PROBLEM TO WORK ON> Report only the number of lines in the records that contain the word "Annotation".

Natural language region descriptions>
◆ ◆ ◆

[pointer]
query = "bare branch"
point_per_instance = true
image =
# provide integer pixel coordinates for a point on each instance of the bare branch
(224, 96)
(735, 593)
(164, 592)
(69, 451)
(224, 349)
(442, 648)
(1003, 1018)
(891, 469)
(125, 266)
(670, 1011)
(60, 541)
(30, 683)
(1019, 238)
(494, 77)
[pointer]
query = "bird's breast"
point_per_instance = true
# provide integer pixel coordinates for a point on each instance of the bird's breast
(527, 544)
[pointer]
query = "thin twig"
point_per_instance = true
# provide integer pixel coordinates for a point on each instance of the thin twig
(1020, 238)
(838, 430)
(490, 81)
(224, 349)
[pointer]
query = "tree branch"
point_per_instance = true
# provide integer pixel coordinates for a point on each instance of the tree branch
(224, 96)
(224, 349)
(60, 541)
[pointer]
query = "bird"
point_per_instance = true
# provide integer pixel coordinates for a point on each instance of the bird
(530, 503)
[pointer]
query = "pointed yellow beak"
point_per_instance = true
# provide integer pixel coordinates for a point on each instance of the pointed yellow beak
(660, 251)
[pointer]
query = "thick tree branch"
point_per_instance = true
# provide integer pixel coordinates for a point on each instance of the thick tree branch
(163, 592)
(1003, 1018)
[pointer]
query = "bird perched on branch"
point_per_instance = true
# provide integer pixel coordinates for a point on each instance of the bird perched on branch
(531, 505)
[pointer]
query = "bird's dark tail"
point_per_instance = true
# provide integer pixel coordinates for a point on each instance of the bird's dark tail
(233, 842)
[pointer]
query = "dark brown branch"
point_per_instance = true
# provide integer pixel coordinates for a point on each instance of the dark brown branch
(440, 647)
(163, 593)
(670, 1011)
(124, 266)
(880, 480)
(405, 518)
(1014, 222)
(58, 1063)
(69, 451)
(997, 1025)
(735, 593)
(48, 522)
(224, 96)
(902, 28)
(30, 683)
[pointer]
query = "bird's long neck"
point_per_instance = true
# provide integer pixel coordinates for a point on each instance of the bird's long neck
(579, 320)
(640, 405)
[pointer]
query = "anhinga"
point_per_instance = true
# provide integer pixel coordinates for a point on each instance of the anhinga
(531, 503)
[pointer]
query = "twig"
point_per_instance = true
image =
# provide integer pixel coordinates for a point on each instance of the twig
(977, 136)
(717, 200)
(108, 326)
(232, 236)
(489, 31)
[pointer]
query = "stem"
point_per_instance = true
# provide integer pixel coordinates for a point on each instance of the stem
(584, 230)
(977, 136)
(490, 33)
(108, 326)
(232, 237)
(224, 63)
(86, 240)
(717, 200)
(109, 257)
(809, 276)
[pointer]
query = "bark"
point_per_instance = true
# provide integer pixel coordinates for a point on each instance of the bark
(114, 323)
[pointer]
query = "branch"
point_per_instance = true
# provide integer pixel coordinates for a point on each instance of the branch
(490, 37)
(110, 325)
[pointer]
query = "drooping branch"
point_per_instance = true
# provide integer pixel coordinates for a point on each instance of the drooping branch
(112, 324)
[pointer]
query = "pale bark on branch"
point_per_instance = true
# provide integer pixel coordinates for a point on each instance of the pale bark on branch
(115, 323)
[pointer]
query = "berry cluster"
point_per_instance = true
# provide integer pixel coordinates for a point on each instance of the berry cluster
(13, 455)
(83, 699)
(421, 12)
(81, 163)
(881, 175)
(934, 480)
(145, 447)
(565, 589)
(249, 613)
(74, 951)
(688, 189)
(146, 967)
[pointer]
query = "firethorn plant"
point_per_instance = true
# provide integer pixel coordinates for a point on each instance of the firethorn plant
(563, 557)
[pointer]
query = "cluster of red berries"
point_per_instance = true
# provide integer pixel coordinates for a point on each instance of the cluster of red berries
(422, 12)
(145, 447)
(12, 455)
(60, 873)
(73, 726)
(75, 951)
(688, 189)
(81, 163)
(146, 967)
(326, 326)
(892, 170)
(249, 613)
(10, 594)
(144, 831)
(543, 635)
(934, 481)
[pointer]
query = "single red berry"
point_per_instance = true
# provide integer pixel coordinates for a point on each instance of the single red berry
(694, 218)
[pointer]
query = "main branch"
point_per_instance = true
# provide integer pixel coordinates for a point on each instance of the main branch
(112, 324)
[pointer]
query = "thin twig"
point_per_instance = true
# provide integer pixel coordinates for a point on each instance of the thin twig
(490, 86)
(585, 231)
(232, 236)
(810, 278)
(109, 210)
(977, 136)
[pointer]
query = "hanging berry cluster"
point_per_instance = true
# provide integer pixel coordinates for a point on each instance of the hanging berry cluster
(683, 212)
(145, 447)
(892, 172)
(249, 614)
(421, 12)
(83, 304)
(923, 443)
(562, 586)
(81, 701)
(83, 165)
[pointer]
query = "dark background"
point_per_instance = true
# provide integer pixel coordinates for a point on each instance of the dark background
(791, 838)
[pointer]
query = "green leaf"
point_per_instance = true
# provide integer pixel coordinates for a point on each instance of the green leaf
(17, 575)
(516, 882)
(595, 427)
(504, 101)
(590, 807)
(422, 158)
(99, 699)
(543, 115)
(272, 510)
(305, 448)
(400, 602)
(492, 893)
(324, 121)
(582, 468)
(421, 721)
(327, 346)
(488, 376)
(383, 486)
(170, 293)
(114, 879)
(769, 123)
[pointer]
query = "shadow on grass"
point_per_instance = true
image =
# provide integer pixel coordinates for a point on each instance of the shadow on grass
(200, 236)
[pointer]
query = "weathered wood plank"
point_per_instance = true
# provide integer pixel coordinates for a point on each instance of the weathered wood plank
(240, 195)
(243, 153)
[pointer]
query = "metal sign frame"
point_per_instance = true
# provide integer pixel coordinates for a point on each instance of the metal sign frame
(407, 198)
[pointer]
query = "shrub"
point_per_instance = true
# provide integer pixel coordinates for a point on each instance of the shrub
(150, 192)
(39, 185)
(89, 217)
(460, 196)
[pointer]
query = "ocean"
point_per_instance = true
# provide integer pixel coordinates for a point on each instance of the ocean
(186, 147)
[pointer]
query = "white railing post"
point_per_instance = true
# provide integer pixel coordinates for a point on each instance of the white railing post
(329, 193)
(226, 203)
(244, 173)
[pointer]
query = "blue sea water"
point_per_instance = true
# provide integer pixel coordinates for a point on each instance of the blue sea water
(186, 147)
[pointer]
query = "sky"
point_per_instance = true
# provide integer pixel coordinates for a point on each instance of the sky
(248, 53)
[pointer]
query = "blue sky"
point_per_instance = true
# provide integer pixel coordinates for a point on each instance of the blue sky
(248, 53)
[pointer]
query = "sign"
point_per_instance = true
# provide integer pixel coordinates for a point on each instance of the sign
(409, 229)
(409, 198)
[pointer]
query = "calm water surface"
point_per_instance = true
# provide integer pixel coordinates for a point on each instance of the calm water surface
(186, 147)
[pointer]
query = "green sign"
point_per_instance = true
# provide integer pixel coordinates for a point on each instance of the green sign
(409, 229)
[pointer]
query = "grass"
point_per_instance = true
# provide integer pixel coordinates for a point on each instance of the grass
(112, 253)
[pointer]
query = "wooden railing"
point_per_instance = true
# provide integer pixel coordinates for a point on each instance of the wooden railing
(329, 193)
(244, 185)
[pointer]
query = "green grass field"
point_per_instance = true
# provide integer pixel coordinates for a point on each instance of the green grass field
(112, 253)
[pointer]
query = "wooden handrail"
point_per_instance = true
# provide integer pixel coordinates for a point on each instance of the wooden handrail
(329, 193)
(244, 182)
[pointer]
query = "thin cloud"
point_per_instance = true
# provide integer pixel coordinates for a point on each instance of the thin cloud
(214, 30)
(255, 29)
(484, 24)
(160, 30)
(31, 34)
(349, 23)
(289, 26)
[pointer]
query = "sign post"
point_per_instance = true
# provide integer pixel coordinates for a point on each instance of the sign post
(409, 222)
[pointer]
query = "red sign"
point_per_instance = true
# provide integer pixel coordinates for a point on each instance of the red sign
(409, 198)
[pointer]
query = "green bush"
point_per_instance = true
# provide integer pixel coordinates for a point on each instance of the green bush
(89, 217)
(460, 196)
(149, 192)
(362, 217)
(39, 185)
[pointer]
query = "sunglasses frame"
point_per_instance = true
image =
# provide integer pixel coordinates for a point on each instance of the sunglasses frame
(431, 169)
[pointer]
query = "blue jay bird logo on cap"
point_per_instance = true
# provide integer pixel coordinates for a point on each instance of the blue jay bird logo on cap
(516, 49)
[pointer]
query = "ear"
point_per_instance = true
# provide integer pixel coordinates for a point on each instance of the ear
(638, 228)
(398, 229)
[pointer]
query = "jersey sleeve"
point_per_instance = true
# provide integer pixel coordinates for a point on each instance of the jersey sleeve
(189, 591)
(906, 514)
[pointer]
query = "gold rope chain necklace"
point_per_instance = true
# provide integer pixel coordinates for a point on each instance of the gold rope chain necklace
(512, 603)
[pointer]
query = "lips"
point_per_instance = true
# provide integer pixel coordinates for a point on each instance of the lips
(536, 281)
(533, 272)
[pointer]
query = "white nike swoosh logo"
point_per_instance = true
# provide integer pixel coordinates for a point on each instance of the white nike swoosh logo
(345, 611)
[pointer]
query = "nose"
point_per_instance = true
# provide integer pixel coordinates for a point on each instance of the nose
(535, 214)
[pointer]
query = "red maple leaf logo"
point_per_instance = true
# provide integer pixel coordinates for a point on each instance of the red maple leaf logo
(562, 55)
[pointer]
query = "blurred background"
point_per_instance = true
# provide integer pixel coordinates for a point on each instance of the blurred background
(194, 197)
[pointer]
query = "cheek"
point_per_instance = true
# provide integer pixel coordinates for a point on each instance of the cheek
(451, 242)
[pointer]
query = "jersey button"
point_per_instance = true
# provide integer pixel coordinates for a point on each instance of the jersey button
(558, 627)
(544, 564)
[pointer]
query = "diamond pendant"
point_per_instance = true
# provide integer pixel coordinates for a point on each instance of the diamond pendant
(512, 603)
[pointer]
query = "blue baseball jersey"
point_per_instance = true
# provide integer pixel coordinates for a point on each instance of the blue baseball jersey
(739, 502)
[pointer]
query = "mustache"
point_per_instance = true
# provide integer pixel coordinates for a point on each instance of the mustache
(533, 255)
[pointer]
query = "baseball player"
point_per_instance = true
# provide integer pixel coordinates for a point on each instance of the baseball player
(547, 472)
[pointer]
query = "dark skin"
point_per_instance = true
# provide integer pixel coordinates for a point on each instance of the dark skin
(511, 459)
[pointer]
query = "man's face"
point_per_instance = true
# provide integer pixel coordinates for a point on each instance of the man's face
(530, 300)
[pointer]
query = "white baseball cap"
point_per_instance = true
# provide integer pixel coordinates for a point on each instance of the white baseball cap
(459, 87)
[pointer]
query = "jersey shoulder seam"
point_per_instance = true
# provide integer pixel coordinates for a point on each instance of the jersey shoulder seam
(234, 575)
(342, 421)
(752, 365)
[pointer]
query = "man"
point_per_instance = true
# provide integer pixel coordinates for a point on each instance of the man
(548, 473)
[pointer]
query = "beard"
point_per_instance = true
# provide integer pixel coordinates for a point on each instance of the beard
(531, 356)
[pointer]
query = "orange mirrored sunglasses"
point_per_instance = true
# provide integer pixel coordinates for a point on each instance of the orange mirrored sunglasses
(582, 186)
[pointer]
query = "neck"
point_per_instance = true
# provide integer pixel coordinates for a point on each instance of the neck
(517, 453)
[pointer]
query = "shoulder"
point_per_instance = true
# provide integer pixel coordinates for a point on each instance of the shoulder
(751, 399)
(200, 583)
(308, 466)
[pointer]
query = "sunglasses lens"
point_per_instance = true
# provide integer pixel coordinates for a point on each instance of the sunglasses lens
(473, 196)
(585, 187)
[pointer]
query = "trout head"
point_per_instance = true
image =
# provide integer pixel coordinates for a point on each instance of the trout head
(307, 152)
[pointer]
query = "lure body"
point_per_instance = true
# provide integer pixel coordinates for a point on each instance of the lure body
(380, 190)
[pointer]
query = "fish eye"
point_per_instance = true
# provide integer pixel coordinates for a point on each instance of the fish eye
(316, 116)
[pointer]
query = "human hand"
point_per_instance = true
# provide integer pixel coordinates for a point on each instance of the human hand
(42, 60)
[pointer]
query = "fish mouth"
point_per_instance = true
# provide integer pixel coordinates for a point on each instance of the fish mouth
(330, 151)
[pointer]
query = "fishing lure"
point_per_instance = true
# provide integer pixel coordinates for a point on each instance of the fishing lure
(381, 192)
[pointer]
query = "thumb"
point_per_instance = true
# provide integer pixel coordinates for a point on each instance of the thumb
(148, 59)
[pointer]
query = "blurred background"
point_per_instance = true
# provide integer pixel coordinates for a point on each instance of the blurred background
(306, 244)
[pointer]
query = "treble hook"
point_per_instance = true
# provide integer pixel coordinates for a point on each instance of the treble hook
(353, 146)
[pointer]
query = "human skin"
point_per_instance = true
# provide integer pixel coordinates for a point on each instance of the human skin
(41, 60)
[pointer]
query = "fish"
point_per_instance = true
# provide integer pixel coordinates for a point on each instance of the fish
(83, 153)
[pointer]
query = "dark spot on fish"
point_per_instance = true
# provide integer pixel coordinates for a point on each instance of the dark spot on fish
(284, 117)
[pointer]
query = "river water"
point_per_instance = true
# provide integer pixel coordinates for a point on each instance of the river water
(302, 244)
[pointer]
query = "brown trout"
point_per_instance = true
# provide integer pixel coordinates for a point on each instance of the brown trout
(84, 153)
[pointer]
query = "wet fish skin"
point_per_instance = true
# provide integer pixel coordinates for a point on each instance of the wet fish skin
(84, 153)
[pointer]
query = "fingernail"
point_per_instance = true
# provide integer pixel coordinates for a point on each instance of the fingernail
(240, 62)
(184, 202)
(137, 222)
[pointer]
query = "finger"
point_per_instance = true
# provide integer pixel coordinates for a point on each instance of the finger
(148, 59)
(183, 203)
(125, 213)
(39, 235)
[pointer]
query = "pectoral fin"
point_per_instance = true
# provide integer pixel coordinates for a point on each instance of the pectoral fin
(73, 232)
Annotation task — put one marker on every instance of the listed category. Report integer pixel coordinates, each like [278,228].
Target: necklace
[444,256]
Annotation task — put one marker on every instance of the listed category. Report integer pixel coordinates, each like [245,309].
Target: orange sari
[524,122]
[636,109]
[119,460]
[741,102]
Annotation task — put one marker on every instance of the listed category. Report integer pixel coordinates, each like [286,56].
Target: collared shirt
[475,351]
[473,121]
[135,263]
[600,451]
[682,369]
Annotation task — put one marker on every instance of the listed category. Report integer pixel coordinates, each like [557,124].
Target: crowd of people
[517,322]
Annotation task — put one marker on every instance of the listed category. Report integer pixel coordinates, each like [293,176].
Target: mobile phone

◆ ◆ ◆

ANSWER TO THIS TASK> 5